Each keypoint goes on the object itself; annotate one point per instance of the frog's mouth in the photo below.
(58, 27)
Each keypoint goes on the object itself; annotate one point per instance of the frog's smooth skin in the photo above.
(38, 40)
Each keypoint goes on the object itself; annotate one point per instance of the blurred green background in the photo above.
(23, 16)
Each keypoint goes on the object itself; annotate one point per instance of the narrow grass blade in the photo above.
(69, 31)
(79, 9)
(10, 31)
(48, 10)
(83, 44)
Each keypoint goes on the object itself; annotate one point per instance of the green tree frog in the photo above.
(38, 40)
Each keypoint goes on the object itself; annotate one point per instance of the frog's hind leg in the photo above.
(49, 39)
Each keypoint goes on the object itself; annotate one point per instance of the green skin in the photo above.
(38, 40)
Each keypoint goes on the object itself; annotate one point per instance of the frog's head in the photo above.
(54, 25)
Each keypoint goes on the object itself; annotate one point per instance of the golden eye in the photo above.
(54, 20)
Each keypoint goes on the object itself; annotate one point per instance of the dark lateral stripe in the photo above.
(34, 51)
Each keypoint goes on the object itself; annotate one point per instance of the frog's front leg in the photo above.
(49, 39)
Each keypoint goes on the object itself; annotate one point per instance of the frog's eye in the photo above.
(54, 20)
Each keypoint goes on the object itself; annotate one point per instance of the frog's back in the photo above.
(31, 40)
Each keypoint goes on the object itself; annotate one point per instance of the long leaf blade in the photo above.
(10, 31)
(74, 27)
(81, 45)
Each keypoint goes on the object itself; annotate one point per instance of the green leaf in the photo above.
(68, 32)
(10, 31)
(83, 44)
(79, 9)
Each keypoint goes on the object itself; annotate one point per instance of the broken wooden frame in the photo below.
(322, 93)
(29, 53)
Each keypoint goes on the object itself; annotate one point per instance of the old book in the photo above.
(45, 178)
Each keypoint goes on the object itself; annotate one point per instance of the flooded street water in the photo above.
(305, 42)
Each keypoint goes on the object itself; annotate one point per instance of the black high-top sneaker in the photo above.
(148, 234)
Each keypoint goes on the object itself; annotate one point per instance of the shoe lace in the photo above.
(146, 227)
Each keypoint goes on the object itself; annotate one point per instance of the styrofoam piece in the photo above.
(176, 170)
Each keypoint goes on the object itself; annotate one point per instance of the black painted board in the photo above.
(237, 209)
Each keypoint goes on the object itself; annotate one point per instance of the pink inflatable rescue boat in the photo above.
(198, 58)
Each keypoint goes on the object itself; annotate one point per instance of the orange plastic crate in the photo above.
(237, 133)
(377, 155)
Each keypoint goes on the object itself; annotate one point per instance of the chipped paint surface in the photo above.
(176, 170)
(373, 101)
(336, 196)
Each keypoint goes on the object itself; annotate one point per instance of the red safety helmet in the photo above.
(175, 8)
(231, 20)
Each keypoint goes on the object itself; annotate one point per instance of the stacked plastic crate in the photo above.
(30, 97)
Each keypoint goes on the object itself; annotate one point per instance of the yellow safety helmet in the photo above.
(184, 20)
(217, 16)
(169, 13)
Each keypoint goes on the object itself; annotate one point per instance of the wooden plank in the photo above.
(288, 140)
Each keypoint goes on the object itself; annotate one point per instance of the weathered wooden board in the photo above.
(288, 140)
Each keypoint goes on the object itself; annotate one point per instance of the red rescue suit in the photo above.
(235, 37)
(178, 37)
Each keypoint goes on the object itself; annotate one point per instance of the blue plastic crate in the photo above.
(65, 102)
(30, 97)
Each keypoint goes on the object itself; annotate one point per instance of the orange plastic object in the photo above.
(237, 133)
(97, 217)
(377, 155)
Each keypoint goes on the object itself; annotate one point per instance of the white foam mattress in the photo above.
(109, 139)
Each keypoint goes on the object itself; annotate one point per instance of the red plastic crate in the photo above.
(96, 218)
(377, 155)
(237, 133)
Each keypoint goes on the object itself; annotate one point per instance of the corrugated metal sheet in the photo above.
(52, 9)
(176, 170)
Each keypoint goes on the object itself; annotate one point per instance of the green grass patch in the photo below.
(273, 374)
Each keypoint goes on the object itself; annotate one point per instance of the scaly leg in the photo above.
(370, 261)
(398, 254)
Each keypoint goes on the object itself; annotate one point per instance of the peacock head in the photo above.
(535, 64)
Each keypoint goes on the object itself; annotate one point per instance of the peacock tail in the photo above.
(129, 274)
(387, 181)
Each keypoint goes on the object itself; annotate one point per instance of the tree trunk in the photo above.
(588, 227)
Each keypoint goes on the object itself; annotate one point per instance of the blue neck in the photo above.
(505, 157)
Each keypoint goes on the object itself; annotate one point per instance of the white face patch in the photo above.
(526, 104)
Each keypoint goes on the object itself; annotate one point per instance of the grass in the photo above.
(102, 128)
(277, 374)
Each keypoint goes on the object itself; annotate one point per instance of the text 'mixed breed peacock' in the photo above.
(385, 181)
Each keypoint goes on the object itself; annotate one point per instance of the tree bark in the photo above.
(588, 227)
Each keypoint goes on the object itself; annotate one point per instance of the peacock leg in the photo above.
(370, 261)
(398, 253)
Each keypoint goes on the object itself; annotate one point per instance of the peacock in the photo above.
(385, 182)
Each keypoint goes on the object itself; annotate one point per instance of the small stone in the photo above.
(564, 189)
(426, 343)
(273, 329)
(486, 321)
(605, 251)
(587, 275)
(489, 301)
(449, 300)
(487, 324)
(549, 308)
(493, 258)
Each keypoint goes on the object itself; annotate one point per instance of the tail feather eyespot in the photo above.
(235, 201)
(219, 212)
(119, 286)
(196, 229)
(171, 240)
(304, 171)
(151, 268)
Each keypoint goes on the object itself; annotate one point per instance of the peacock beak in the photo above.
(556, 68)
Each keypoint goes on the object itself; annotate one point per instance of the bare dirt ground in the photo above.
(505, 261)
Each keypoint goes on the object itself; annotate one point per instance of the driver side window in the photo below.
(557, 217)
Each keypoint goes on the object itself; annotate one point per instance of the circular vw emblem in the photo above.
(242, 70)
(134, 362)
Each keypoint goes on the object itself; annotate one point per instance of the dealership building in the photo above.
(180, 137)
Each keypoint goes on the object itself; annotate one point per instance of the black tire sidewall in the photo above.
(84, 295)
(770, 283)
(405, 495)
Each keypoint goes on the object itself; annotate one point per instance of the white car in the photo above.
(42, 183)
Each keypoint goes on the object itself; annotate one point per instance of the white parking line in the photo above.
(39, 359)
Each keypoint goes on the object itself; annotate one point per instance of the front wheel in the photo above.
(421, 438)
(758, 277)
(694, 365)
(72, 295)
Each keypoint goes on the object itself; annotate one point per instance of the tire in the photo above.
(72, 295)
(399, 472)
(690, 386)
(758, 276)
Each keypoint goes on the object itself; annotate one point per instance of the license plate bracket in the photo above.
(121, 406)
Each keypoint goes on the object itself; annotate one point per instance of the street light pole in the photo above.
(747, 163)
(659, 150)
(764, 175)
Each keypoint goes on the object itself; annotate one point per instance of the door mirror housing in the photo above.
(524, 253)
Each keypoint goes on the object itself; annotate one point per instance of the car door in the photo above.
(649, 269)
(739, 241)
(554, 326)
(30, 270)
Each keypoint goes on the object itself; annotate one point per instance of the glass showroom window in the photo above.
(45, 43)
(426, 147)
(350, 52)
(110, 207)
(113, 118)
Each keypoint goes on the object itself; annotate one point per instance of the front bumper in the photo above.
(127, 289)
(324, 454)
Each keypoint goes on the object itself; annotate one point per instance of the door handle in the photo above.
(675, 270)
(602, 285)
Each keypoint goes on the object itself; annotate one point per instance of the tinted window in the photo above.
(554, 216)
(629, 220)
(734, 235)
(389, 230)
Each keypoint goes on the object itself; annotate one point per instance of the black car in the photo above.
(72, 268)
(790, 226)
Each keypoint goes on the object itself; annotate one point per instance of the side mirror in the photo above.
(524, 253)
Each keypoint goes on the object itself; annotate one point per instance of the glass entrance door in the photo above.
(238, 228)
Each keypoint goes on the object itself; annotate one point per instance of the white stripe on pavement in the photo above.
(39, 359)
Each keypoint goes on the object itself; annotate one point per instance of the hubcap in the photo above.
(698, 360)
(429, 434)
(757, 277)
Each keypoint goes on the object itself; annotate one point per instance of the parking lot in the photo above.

> **Set exercise**:
Copy the listing above word for word, starting at the line that contains "entrance door in the photo above." and going on through the last line of the listing.

> **Solution**:
Each keypoint goes on the object itself; annotate one point per instance of the glass entrance door in the photo above.
(238, 228)
Each keypoint goes on the object itself; annotate one point per instance of the white stripe on pavement in the photo above.
(39, 359)
Each keypoint goes on the object itself; annotate one point per instance of the hubcap in the photo above.
(698, 360)
(429, 434)
(757, 277)
Each keypoint goes on the object itself; annotate one point per instance of the parking lot in the photo above.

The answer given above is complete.